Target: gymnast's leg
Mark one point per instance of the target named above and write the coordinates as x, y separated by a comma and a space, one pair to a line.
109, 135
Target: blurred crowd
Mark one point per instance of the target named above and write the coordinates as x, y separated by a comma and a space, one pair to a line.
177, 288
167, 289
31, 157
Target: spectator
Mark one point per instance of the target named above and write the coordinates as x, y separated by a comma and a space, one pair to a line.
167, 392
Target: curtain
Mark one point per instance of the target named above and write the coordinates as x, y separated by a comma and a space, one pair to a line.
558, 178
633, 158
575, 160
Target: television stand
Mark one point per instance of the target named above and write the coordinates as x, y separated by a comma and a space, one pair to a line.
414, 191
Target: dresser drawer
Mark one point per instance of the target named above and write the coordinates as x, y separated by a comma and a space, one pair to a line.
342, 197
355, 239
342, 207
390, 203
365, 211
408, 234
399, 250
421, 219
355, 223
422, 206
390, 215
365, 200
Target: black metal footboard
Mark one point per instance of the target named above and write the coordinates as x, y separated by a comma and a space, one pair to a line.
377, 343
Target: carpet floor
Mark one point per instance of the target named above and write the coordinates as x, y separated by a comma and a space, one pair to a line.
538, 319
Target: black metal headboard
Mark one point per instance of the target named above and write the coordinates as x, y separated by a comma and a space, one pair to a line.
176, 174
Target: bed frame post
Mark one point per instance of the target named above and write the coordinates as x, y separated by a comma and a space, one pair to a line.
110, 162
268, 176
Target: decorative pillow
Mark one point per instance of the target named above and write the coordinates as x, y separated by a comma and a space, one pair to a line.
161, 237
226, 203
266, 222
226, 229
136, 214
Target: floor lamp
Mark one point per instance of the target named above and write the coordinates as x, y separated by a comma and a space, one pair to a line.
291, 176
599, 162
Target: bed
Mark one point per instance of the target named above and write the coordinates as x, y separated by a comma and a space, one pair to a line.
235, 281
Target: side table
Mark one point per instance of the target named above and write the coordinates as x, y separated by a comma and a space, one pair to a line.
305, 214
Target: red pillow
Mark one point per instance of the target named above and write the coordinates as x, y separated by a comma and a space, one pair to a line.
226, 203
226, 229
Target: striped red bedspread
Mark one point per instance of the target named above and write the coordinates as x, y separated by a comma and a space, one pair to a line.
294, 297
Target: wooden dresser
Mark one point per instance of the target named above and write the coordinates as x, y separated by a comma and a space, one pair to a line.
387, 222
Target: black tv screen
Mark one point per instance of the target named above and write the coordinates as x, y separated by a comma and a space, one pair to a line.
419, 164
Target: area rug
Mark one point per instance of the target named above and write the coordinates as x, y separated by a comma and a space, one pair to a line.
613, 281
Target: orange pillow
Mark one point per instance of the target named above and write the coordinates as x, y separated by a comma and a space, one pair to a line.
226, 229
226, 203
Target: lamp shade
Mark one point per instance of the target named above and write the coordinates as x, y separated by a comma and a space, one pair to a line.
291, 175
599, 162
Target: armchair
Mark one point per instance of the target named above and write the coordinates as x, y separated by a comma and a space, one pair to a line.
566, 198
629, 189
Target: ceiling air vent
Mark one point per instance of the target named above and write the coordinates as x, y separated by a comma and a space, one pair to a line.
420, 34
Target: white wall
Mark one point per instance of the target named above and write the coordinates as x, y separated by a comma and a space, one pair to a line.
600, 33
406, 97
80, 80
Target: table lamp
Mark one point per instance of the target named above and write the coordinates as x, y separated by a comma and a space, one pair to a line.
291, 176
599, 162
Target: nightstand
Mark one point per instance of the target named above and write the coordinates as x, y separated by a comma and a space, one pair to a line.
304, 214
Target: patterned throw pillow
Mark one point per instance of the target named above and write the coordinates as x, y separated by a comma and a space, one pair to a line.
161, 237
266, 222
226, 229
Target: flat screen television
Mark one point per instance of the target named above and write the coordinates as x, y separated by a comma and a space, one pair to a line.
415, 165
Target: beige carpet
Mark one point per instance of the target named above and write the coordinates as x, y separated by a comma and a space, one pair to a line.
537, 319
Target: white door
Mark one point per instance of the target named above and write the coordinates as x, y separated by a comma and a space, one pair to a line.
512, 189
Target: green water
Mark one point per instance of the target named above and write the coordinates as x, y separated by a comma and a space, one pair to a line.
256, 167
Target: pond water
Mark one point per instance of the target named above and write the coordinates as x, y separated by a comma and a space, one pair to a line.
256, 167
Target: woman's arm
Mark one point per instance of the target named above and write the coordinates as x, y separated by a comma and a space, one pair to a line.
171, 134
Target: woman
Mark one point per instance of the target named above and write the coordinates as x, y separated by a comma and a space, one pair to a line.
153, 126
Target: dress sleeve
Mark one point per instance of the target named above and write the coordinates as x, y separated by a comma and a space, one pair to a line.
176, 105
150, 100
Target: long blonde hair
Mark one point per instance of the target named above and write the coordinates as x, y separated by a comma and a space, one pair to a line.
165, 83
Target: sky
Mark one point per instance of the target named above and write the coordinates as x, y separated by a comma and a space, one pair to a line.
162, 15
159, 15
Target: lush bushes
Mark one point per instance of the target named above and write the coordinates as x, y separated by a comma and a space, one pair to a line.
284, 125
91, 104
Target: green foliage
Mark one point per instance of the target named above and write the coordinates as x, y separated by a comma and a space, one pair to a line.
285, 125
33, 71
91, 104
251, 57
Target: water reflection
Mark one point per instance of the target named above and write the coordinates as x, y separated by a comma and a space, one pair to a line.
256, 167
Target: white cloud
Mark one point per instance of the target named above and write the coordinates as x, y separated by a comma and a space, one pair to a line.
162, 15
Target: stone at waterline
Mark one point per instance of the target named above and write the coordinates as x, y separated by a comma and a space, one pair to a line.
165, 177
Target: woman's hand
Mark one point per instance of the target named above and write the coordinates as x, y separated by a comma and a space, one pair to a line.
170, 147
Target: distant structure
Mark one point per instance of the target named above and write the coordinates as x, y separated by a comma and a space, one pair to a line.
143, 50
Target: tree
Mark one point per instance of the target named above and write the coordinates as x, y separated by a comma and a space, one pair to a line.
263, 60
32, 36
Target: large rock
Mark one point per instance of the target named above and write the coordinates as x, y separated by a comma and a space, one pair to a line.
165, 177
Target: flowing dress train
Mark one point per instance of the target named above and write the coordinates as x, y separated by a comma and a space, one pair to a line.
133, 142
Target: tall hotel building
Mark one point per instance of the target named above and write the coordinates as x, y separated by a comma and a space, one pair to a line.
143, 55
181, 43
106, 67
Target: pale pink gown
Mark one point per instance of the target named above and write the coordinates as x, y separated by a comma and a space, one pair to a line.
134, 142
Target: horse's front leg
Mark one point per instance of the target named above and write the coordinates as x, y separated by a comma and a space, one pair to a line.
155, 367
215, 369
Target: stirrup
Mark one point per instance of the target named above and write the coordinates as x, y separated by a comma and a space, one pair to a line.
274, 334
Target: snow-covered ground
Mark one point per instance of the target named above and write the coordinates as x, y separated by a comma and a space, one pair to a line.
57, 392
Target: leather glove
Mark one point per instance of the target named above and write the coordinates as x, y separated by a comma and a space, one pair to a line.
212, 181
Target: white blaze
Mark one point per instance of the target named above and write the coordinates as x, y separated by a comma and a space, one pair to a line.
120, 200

_Written request_
Go through the records and print each one exactly.

_Worked answer_
Target: gymnast's leg
Mark one point per instance of the target named above and write the coordinates as x, y separated by a comma and a space, one pair to a line.
109, 135
Target: blurred crowd
Mark one point per instance of the target named above and write the coordinates as x, y separated by a comma and a space, one pair to a line.
177, 288
167, 289
31, 157
Target: spectator
Mark one point per instance of the target named above and write the coordinates as x, y separated by a comma and a space, one pair to a line.
167, 392
Target: curtain
Mark one point per instance of the target named above and write the coordinates as x, y separated by a comma and a space, one pair to a line.
558, 178
633, 158
575, 160
Target: television stand
Mark one point per instance of the target named above and write the coordinates as x, y separated by a comma and a space, one pair to a line.
414, 191
Target: dresser drawer
Mark one point per instance of the target named above and write the coordinates as x, y separated by a comma and a space, one pair to a line.
342, 197
355, 239
342, 207
390, 203
365, 211
408, 234
399, 250
421, 219
355, 223
422, 206
390, 215
365, 200
Target: black metal footboard
Mark one point per instance of the target named above and write the coordinates as x, y separated by a comma and a space, one pair to a line.
377, 343
Target: carpet floor
Mark one point per instance of the target named above and write the coordinates as x, y separated by a comma and a space, one pair to a line.
538, 319
Target: black metal headboard
Mark one point per instance of the target named above and write the coordinates as x, y separated by a comma and a space, one pair to a line.
176, 174
Target: bed frame post
Mark one point per instance of the target named above and write the coordinates as x, y separated by a comma and a space, one pair to a line.
110, 162
268, 176
Target: decorative pillow
Mark one point per instance of the target named above and write the coordinates as x, y separated by a comma and a space, one pair to a line.
161, 237
226, 203
266, 222
226, 229
136, 214
Target: floor lamp
Mark one point per instance of the target named above and write the coordinates as x, y separated by a comma and a space, one pair to a line.
291, 176
599, 162
Target: bed
Mark one point per instance of the target named above and write the coordinates as x, y separated by a comma and a space, one pair to a line.
235, 281
Target: side table
Mark one point per instance of the target named above and write the coordinates as x, y separated by a comma and a space, one pair to a line.
305, 214
Target: red pillow
Mark one point per instance of the target named above and write the coordinates as x, y separated by a comma and a space, one pair to a line.
226, 203
226, 229
Target: striped red bedspread
Mark one point per instance of the target named above and write the coordinates as x, y separated by a comma and a space, one pair to a line.
294, 297
Target: wooden dresser
Mark one point per instance of the target named above and write the coordinates as x, y separated by a comma and a space, one pair to a line.
387, 222
Target: black tv screen
Mark one point per instance of the target named above and write the coordinates as x, y separated by a comma and a space, one pair to a line.
419, 164
Target: area rug
Mark one point per instance of the target named above and write the coordinates as x, y separated by a comma and a space, one pair to a line.
613, 281
Target: orange pillow
Mark one point per instance of the target named above and write the coordinates as x, y separated by a comma and a space, one pair to a line.
226, 229
226, 203
Target: lamp shade
Mark one point per instance of the target named above and write the coordinates as x, y separated by a comma and a space, one pair to a line.
291, 175
599, 162
Target: armchair
Mark one point per instance of the target named above and write the coordinates as x, y separated by a comma and a space, one pair to a line.
566, 198
629, 189
Target: ceiling air vent
Mark one point per instance of the target named above and write the coordinates as x, y separated by a comma and a space, one pair to a line.
420, 34
Target: white wall
Mark one point per instance of the target named above and write the coordinates as x, y separated by a comma and a space, one pair to a line.
600, 33
406, 97
80, 80
Target: table lamp
Mark one point per instance of the target named above and write the coordinates as x, y separated by a comma and a space, one pair to a line.
291, 176
599, 162
Target: nightstand
Mark one point per instance of the target named above and write the coordinates as x, y separated by a comma and a space, one pair to a line.
304, 214
Target: patterned throw pillow
Mark one point per instance of the target named above and write the coordinates as x, y separated by a comma and a space, one pair to a line.
161, 237
266, 222
226, 229
Target: flat screen television
Mark one point per instance of the target named above and write the coordinates as x, y separated by a comma and a space, one pair to a line.
415, 165
Target: beige carpet
Mark one point per instance of the target named above and write the coordinates as x, y separated by a comma and a space, one pair to a line.
537, 319
Target: white door
Mark one point per instance of the target named above and write the coordinates as x, y separated by a comma and a space, one pair to a line.
512, 189
Target: green water
Mark one point per instance of the target named above and write the coordinates as x, y separated by a comma and a space, one pair to a line.
256, 167
Target: pond water
Mark one point per instance of the target named above and write the coordinates as x, y separated by a comma and a space, one pair to a line.
256, 167
Target: woman's arm
Mark one point per instance of the target named above and write the coordinates as x, y separated by a comma and a space, one pair to a line.
171, 134
Target: woman
Mark one point per instance of the target named above and write the coordinates as x, y separated by a comma and a space, one pair to a line.
153, 126
Target: dress sleeve
Mark one point per instance of the target named above and write the coordinates as x, y separated by a comma and a space, one pair to a line.
176, 105
150, 100
Target: long blonde hair
Mark one point per instance of the target named above and write the coordinates as x, y separated by a comma and a space, one pair to a line.
165, 83
Target: sky
Mark one point per instance of the target named above and write the coordinates as x, y separated by a comma and a space, one pair to a line.
162, 15
159, 15
Target: lush bushes
Mark one point per instance of the target named above and write the coordinates as x, y separated by a comma and a space, one pair to a line.
284, 125
91, 104
Target: green foliage
Mark one point per instance of the target named above and write the coordinates as x, y separated by a comma and a space, one pair to a line.
285, 125
33, 71
91, 104
251, 57
Target: water reflection
Mark one point per instance of the target named above and write the coordinates as x, y separated by a comma and a space, one pair to a line.
256, 167
Target: white cloud
Mark one point per instance of the target named above and write the coordinates as x, y separated by a comma and a space, one pair to a line.
162, 15
Target: stone at waterline
Mark one point per instance of the target named above and write the coordinates as x, y separated by a comma and a space, one pair to a line.
165, 177
Target: woman's hand
Mark one point per instance of the target named above and write the coordinates as x, y separated by a comma and a space, one pair to a line.
170, 147
Target: distant structure
Mark one point per instance of the target named above and write the coordinates as x, y separated by a comma and a space, one pair to a line.
143, 50
Target: tree
Mark one point per instance of the target named above and write the coordinates as x, y separated by a comma and a space, one pair to a line.
263, 60
32, 36
Target: large rock
Mark one point per instance of the target named above and write the coordinates as x, y separated by a comma and a space, one pair to a line.
165, 177
Target: flowing dress train
Mark one point per instance of the target named above and write the coordinates as x, y separated by a comma and a space, one pair to a line.
133, 142
Target: tall hotel building
Mark one point per instance of the target named above and write the coordinates as x, y separated by a comma and a space, one pair to a line.
143, 55
181, 43
106, 67
Target: pale pink gown
Mark one point per instance of the target named above and write the coordinates as x, y separated by a comma and a space, one pair to a line.
134, 142
Target: horse's front leg
Mark one point per instance of the target named above and write the coordinates as x, y separated by a comma and a space, one pair to a line.
155, 367
215, 369
Target: stirrup
Mark one point per instance of the target named above and write the coordinates as x, y separated by a comma and a space, one pair to a line.
274, 334
Target: snow-covered ground
Mark one point per instance of the target named above and write the coordinates as x, y separated by a comma and a space, one pair to a line.
57, 392
Target: leather glove
Mark one point per instance of the target named above and write the coordinates as x, y separated by a comma and a space, one pair to a line.
212, 181
Target: white blaze
Mark one point per instance of the target named above and write the coordinates as x, y separated by a comma and a space, one pair to a line.
120, 200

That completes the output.